_Dataset records_.

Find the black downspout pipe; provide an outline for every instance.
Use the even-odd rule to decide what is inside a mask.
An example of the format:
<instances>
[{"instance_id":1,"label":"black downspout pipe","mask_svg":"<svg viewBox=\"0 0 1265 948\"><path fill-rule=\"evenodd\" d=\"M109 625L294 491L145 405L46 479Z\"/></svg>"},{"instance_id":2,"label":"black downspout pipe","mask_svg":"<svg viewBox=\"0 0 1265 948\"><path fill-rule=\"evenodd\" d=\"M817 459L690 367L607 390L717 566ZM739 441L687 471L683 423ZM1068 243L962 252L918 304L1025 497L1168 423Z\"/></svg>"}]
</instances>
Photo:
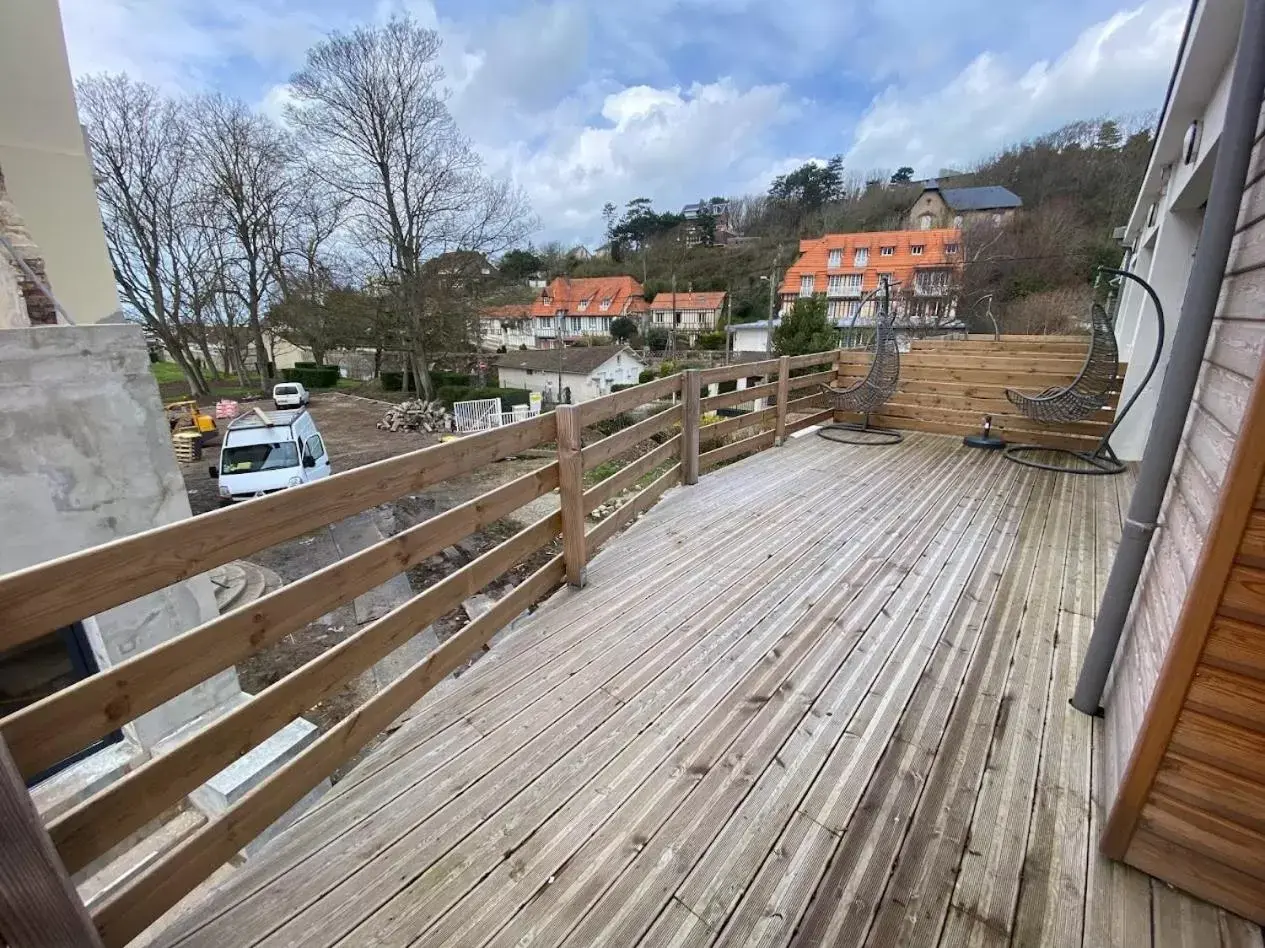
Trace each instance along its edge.
<instances>
[{"instance_id":1,"label":"black downspout pipe","mask_svg":"<svg viewBox=\"0 0 1265 948\"><path fill-rule=\"evenodd\" d=\"M1111 564L1111 575L1072 697L1072 706L1085 714L1099 712L1103 689L1107 685L1107 676L1142 575L1142 566L1146 562L1147 550L1164 502L1164 492L1168 488L1186 427L1186 414L1195 394L1204 348L1208 344L1217 298L1221 294L1221 281L1230 257L1230 242L1234 238L1239 205L1243 200L1243 186L1251 164L1263 94L1265 0L1247 0L1203 231L1182 300L1181 317L1173 337L1172 357L1160 387L1155 420L1142 455L1133 498L1129 501L1120 546Z\"/></svg>"}]
</instances>

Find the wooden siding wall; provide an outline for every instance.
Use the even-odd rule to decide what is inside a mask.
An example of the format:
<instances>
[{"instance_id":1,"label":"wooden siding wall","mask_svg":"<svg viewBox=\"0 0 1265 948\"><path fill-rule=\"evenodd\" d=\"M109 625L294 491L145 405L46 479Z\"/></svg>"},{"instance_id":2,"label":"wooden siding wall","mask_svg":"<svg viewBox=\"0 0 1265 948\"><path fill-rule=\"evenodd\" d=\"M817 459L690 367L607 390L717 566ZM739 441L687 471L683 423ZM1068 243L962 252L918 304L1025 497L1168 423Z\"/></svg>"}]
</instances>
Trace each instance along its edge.
<instances>
[{"instance_id":1,"label":"wooden siding wall","mask_svg":"<svg viewBox=\"0 0 1265 948\"><path fill-rule=\"evenodd\" d=\"M1093 418L1057 426L1029 421L1006 398L1008 388L1039 392L1066 385L1081 370L1088 347L1088 336L1003 336L1000 342L916 340L909 352L901 353L896 395L872 420L907 431L968 435L977 434L989 415L994 433L1007 441L1093 450L1111 424L1118 392L1111 396L1110 407ZM869 359L864 350L843 352L839 384L862 378ZM1124 371L1121 365L1121 380ZM840 414L838 420L857 419Z\"/></svg>"},{"instance_id":2,"label":"wooden siding wall","mask_svg":"<svg viewBox=\"0 0 1265 948\"><path fill-rule=\"evenodd\" d=\"M1258 922L1265 922L1265 510L1257 495L1257 509L1247 513L1259 473L1244 473L1244 448L1265 439L1260 416L1246 420L1263 354L1258 128L1202 375L1104 702L1104 788L1114 804L1103 840L1109 855ZM1248 503L1236 504L1245 490ZM1192 628L1218 538L1231 549Z\"/></svg>"}]
</instances>

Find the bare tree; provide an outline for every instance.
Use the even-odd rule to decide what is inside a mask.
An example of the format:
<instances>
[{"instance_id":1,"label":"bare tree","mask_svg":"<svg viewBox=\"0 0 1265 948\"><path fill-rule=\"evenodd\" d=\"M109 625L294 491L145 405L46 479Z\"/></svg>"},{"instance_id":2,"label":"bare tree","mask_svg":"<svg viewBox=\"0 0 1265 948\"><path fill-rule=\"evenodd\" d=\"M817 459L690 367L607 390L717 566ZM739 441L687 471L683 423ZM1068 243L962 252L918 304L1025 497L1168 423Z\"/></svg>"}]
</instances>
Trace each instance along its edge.
<instances>
[{"instance_id":1,"label":"bare tree","mask_svg":"<svg viewBox=\"0 0 1265 948\"><path fill-rule=\"evenodd\" d=\"M82 79L77 95L120 295L162 341L194 394L206 395L183 328L189 301L182 241L193 165L188 122L177 103L123 75Z\"/></svg>"},{"instance_id":2,"label":"bare tree","mask_svg":"<svg viewBox=\"0 0 1265 948\"><path fill-rule=\"evenodd\" d=\"M434 393L422 265L450 250L497 253L532 229L526 202L489 179L453 121L440 39L412 19L334 33L308 51L287 109L325 180L351 202L352 226L399 286L410 361Z\"/></svg>"},{"instance_id":3,"label":"bare tree","mask_svg":"<svg viewBox=\"0 0 1265 948\"><path fill-rule=\"evenodd\" d=\"M276 279L273 236L295 195L290 141L269 119L223 96L196 100L192 117L202 199L224 247L225 285L245 310L266 388L263 316Z\"/></svg>"}]
</instances>

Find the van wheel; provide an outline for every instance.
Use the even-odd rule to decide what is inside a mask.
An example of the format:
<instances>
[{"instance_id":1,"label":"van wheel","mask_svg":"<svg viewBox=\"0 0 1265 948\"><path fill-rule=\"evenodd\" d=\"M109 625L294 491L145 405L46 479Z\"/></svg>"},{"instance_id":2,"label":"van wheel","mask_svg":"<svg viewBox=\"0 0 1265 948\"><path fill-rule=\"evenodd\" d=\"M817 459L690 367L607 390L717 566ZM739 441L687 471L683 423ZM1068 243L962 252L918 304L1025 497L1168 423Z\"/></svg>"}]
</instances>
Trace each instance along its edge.
<instances>
[{"instance_id":1,"label":"van wheel","mask_svg":"<svg viewBox=\"0 0 1265 948\"><path fill-rule=\"evenodd\" d=\"M273 408L275 408L277 411L281 411L281 403L280 403L280 402L273 402L273 403L272 403L272 407L273 407Z\"/></svg>"}]
</instances>

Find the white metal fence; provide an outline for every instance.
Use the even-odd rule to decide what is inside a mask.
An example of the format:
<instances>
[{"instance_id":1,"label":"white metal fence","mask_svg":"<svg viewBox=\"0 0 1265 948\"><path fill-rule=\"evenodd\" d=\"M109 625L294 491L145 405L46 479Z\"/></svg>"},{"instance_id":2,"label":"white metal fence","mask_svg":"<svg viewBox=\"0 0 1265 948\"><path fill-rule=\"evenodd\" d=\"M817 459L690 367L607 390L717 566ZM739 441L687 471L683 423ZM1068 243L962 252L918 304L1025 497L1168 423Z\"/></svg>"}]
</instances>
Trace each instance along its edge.
<instances>
[{"instance_id":1,"label":"white metal fence","mask_svg":"<svg viewBox=\"0 0 1265 948\"><path fill-rule=\"evenodd\" d=\"M458 434L488 431L502 425L512 425L524 418L535 418L540 409L530 405L515 405L509 411L501 410L499 398L477 398L469 402L453 402L452 416Z\"/></svg>"}]
</instances>

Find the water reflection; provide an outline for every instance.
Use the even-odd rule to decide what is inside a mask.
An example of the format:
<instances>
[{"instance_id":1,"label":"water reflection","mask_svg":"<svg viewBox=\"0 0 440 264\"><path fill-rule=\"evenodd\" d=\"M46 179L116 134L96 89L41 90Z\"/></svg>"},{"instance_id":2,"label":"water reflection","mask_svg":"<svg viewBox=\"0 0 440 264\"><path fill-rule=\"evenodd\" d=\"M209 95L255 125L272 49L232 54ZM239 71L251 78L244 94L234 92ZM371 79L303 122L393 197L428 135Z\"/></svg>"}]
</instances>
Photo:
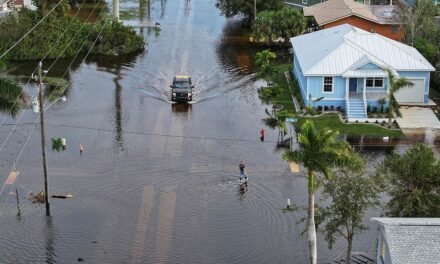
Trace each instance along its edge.
<instances>
[{"instance_id":1,"label":"water reflection","mask_svg":"<svg viewBox=\"0 0 440 264\"><path fill-rule=\"evenodd\" d=\"M174 113L188 113L188 114L191 114L192 104L175 103L175 104L171 104L171 108L172 108Z\"/></svg>"},{"instance_id":2,"label":"water reflection","mask_svg":"<svg viewBox=\"0 0 440 264\"><path fill-rule=\"evenodd\" d=\"M43 227L43 238L45 243L44 248L46 252L46 263L56 263L56 230L51 216L47 217L46 223Z\"/></svg>"}]
</instances>

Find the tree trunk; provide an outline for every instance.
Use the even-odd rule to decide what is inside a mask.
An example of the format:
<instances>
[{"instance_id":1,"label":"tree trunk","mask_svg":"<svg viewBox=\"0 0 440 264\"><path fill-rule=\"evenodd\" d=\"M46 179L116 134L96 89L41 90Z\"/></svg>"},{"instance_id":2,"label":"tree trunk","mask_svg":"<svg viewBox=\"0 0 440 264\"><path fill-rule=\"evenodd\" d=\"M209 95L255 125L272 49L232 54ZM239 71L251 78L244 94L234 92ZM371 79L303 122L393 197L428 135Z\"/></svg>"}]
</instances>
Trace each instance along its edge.
<instances>
[{"instance_id":1,"label":"tree trunk","mask_svg":"<svg viewBox=\"0 0 440 264\"><path fill-rule=\"evenodd\" d=\"M393 112L394 112L393 106L391 104L391 96L392 96L392 94L390 91L390 97L388 99L388 126L391 126L391 124L392 124L391 119L393 118Z\"/></svg>"},{"instance_id":2,"label":"tree trunk","mask_svg":"<svg viewBox=\"0 0 440 264\"><path fill-rule=\"evenodd\" d=\"M348 238L347 239L347 243L348 243L348 247L347 247L347 256L345 257L345 262L347 262L347 264L351 263L351 246L353 244L353 238Z\"/></svg>"},{"instance_id":3,"label":"tree trunk","mask_svg":"<svg viewBox=\"0 0 440 264\"><path fill-rule=\"evenodd\" d=\"M309 208L307 234L309 239L310 264L316 264L316 230L315 230L315 179L313 171L309 171Z\"/></svg>"}]
</instances>

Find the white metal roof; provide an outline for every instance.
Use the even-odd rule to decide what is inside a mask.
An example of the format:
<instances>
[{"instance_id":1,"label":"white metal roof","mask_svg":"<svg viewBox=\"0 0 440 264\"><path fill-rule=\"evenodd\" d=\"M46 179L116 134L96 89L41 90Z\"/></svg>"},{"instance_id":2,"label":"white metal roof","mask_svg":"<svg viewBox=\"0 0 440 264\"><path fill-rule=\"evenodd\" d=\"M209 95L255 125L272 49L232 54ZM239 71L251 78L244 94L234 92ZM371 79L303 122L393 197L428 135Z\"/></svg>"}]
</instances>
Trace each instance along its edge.
<instances>
[{"instance_id":1,"label":"white metal roof","mask_svg":"<svg viewBox=\"0 0 440 264\"><path fill-rule=\"evenodd\" d=\"M354 78L354 77L387 77L388 72L383 69L357 69L348 70L342 74L344 78Z\"/></svg>"},{"instance_id":2,"label":"white metal roof","mask_svg":"<svg viewBox=\"0 0 440 264\"><path fill-rule=\"evenodd\" d=\"M342 75L367 57L393 71L434 71L413 47L344 24L290 39L306 76Z\"/></svg>"},{"instance_id":3,"label":"white metal roof","mask_svg":"<svg viewBox=\"0 0 440 264\"><path fill-rule=\"evenodd\" d=\"M393 263L438 264L440 218L372 218L383 227Z\"/></svg>"}]
</instances>

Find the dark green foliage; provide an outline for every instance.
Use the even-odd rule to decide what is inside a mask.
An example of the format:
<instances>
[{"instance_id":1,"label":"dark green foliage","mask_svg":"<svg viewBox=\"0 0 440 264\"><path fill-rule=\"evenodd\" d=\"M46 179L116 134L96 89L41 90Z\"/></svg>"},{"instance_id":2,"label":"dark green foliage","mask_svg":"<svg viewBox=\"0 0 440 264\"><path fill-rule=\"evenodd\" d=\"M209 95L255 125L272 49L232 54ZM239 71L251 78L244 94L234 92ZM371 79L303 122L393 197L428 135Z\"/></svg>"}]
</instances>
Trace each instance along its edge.
<instances>
[{"instance_id":1,"label":"dark green foliage","mask_svg":"<svg viewBox=\"0 0 440 264\"><path fill-rule=\"evenodd\" d=\"M291 37L304 31L306 22L304 16L296 9L284 7L276 11L258 13L253 29L257 40L272 42L273 39L283 38L287 43Z\"/></svg>"},{"instance_id":2,"label":"dark green foliage","mask_svg":"<svg viewBox=\"0 0 440 264\"><path fill-rule=\"evenodd\" d=\"M317 210L316 218L322 221L330 249L338 237L347 240L347 263L350 263L353 237L367 229L363 224L366 211L379 205L378 183L362 172L349 170L337 171L333 179L325 181L323 200L331 199L331 203Z\"/></svg>"},{"instance_id":3,"label":"dark green foliage","mask_svg":"<svg viewBox=\"0 0 440 264\"><path fill-rule=\"evenodd\" d=\"M102 22L92 34L92 39L96 39L99 31L105 25ZM117 55L129 54L144 49L144 38L137 35L132 27L124 26L120 22L112 21L102 31L101 37L98 39L94 54Z\"/></svg>"},{"instance_id":4,"label":"dark green foliage","mask_svg":"<svg viewBox=\"0 0 440 264\"><path fill-rule=\"evenodd\" d=\"M0 76L0 111L6 112L13 117L26 107L29 101L23 87L14 80ZM9 112L10 111L10 112Z\"/></svg>"},{"instance_id":5,"label":"dark green foliage","mask_svg":"<svg viewBox=\"0 0 440 264\"><path fill-rule=\"evenodd\" d=\"M228 18L237 15L254 17L254 0L217 0L215 5ZM257 12L277 10L282 5L282 0L257 0Z\"/></svg>"},{"instance_id":6,"label":"dark green foliage","mask_svg":"<svg viewBox=\"0 0 440 264\"><path fill-rule=\"evenodd\" d=\"M42 17L43 14L40 12L24 9L18 16L8 16L4 19L0 23L0 52L11 47ZM101 20L94 26L84 24L76 18L51 14L6 57L13 60L36 60L43 58L49 51L47 58L57 58L60 54L61 57L71 57L79 50L86 53L104 25L106 27L92 54L127 54L143 49L143 38L131 27L123 26L119 22ZM64 33L66 28L67 31ZM60 40L57 41L58 39Z\"/></svg>"},{"instance_id":7,"label":"dark green foliage","mask_svg":"<svg viewBox=\"0 0 440 264\"><path fill-rule=\"evenodd\" d=\"M416 40L422 38L435 43L440 33L436 15L437 8L432 0L417 0L413 6L401 5L404 42L414 46Z\"/></svg>"},{"instance_id":8,"label":"dark green foliage","mask_svg":"<svg viewBox=\"0 0 440 264\"><path fill-rule=\"evenodd\" d=\"M423 57L432 63L434 63L437 59L437 46L424 38L418 38L414 42L414 48L416 48L423 55Z\"/></svg>"},{"instance_id":9,"label":"dark green foliage","mask_svg":"<svg viewBox=\"0 0 440 264\"><path fill-rule=\"evenodd\" d=\"M440 162L432 148L418 144L388 156L378 169L389 181L387 214L440 217Z\"/></svg>"},{"instance_id":10,"label":"dark green foliage","mask_svg":"<svg viewBox=\"0 0 440 264\"><path fill-rule=\"evenodd\" d=\"M255 55L255 64L258 66L258 72L262 78L268 83L278 73L278 71L272 66L271 61L276 59L277 55L270 50L263 50L257 52Z\"/></svg>"},{"instance_id":11,"label":"dark green foliage","mask_svg":"<svg viewBox=\"0 0 440 264\"><path fill-rule=\"evenodd\" d=\"M52 150L60 152L61 150L66 150L63 146L61 138L52 138Z\"/></svg>"},{"instance_id":12,"label":"dark green foliage","mask_svg":"<svg viewBox=\"0 0 440 264\"><path fill-rule=\"evenodd\" d=\"M281 92L281 87L274 85L272 87L264 87L258 90L261 100L269 102Z\"/></svg>"}]
</instances>

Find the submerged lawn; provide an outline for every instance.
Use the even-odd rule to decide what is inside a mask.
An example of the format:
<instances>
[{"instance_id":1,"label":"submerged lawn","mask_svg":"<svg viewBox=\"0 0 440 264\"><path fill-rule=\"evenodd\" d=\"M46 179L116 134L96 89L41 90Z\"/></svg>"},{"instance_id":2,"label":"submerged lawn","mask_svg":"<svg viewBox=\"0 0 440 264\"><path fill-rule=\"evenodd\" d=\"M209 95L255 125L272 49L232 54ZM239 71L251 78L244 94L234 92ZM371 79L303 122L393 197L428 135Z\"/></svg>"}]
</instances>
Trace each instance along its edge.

_Required action_. Read the data above and pull out each line that holds the string "lawn".

_Exercise output_.
Find the submerged lawn; provide an outline for every instance.
[{"instance_id":1,"label":"submerged lawn","mask_svg":"<svg viewBox=\"0 0 440 264\"><path fill-rule=\"evenodd\" d=\"M46 179L116 134L96 89L41 90Z\"/></svg>"},{"instance_id":2,"label":"submerged lawn","mask_svg":"<svg viewBox=\"0 0 440 264\"><path fill-rule=\"evenodd\" d=\"M209 95L255 125L272 49L232 54ZM239 71L251 78L244 94L234 92ZM371 79L303 122L393 197L428 135Z\"/></svg>"}]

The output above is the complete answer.